Location identification entries:
----

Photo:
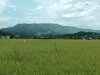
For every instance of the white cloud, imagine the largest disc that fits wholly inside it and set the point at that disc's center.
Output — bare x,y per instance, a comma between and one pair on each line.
13,7
4,22
3,5
39,7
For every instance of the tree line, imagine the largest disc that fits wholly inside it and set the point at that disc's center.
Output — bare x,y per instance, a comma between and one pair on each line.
79,35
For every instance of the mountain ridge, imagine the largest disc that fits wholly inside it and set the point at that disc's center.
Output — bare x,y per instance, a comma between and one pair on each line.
45,28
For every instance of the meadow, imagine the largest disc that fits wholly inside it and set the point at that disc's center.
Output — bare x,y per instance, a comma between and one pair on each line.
49,57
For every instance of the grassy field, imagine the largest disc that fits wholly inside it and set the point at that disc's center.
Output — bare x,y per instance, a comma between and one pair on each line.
49,57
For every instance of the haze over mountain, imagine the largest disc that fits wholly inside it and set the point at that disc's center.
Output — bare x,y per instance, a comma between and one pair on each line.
45,28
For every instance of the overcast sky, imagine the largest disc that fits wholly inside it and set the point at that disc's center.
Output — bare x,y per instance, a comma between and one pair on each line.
78,13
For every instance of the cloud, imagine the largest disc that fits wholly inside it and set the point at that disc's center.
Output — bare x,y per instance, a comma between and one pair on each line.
3,5
4,21
78,13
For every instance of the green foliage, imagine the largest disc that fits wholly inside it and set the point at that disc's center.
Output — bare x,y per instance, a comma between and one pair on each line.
49,57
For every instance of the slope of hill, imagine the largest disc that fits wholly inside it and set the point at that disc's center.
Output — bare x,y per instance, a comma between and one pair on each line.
45,28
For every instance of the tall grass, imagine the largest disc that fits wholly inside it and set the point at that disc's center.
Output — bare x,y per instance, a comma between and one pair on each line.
49,57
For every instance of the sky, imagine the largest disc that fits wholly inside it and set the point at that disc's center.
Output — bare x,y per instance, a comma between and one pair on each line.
77,13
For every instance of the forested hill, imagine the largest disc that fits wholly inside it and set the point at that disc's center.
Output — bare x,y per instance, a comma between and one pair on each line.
45,28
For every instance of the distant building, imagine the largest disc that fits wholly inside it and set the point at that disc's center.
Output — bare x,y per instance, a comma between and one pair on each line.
7,37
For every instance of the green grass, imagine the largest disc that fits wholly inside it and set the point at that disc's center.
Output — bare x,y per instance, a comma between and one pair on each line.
49,57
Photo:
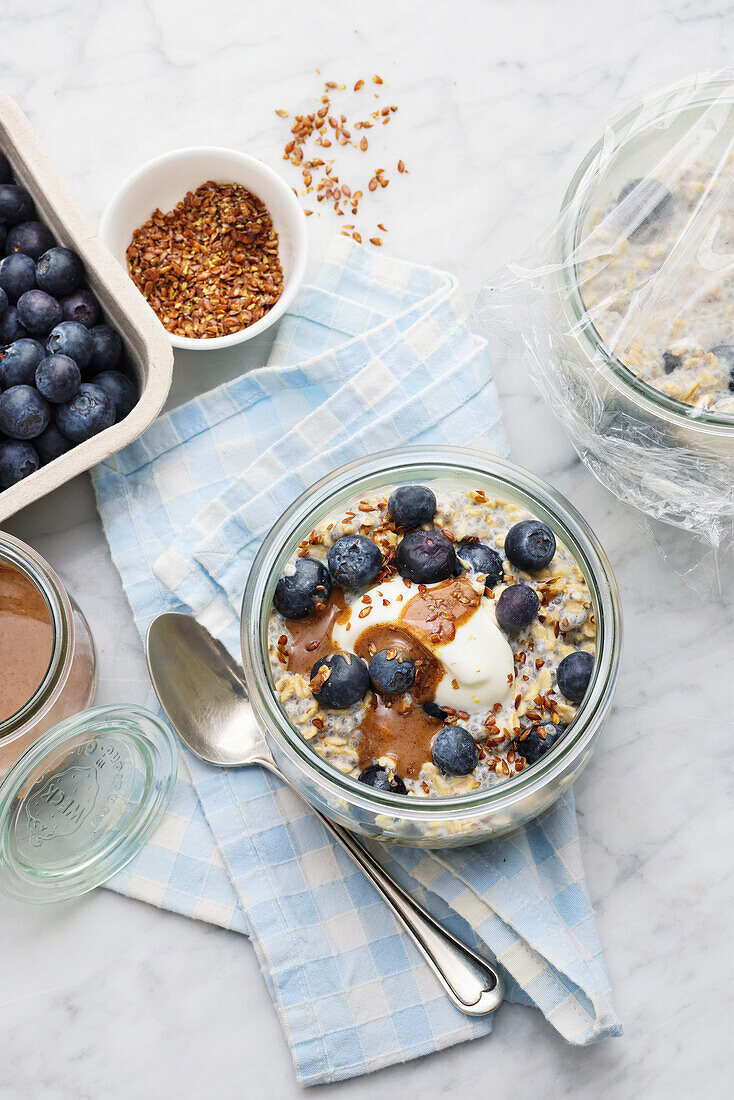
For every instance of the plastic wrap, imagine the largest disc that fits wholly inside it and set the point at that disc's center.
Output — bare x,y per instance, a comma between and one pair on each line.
623,314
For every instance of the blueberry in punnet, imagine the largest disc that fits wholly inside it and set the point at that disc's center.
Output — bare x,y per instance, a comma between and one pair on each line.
24,414
120,389
15,204
516,607
18,460
19,361
537,739
51,444
354,561
391,672
573,675
529,545
381,780
425,557
72,339
339,680
57,378
17,275
39,312
455,750
58,272
31,238
86,415
412,505
304,590
479,558
108,348
80,306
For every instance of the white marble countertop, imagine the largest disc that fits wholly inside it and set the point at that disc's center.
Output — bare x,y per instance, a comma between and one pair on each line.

----

PROBLEM DESCRIPTION:
Transcribe the whole listing exactly. Pictures stay out of your copy.

TASK ANSWER:
Photo:
For every instance of the white cloud, imagine the largest disc that fits wholly inside it and set the point at that disc's center.
Output — bare x,y per instance, a comma between and one pair on each line.
13,7
4,22
3,5
39,7
For every instance of the tree line, imagine the largest disc that fits wholly inside it and set the point at that disc's center.
Output — bare x,y per instance, a comma between and one pair on each line.
79,35
For every instance of the mountain ridge, imagine the largest disc that fits wholly inside it and set the point at that disc's center.
Output — bare x,y per instance, a comma between and one pair on each line.
45,28
For every instance of the meadow, imagine the largest disc that fits wholly inside it and set the point at that disc's center.
Output — bare x,y per instance, a comma between and one pair on each line.
49,57
For every instance of the grassy field, imagine the largest disc that fits wholly inside it and set the point at that disc's center.
Output — bare x,y per instance, a comma between and one pair on each line.
49,57
For every instance of the haze over mountain, imagine the largest disc that fits wholly inside it and set the point at that disc's center.
Output — bare x,y per instance, a comma between and one pair on each line.
45,28
For every instance of the overcast sky, imagine the largest disc that fits wholly inside it and set the point at that disc's center.
Output — bare x,y per instance, a comma between and one pair on each line.
78,13
For every instance of the cloud, imagine the largest disc that fits wholly inside it and set the point at that disc's center.
Output — bare x,y per instance, a comma between and one pair on each line.
3,5
4,21
78,13
For every instance of the green foliage, imagine the largest disc that fits wholly inside it and set the point at that disc's center.
Output — bare x,y per instance, a comma between and one pair on each line.
49,57
For every instance of the slope of hill, imagine the largest disc that fits wholly inside it and set the point at that disc's center.
Output — bare x,y per instance, a comma between and one pair on each line.
45,28
For every instance of the tall grass, imagine the largest disc that fits wholly inside it and set the point at that disc's center.
Output — bare x,y per instance, a comma between and one pair on each line.
49,57
For every instance of the sky, imagine the largest disc that fits wholly inside it and set the point at that disc's center.
Output — bare x,y per instance, a comma between and one pair on each line.
77,13
For every instance of the forested hill, imagine the largest disc that fits wholly inside it and set the point at that disc's center.
Output — bare x,y per instance, a comma between and one pair on each line.
45,28
For every instance of the distant building, imagine the largest disc that fits wholly inside it and set the point at that disc's center.
Output — bare x,y per instance, a comma between and one pair on each line.
7,37
For every instance of the green grass, imagine the largest disc that fits wholly inside it and set the point at that disc's center.
Output — bare x,y per instance, a comma between and one pair on each line.
49,57
Photo:
For every instance of the plastic wrap, imagine the largest disc that fits wholly inside it and set the point at that disc's center.
Output — bare x,y per instance, a comma between and one pair on each line.
623,314
For every instance of the blueberry in punnet, imagine the largest disc that fits wholly inside it and set the point at that disc's center.
Output — bare x,y per instance, a comma between and one pair on each line.
24,414
120,389
15,204
516,607
18,460
19,361
537,739
51,444
354,561
391,672
573,675
529,545
381,780
425,557
72,339
339,680
57,378
17,275
39,312
455,750
58,272
31,238
86,415
412,505
304,590
479,558
108,348
80,306
For every instance of the white marble countertop, imagine the largest disc that fits wholly inside it and set the point at that disc's center.
Output — bare x,y per instance, a comma between and one pair on each line.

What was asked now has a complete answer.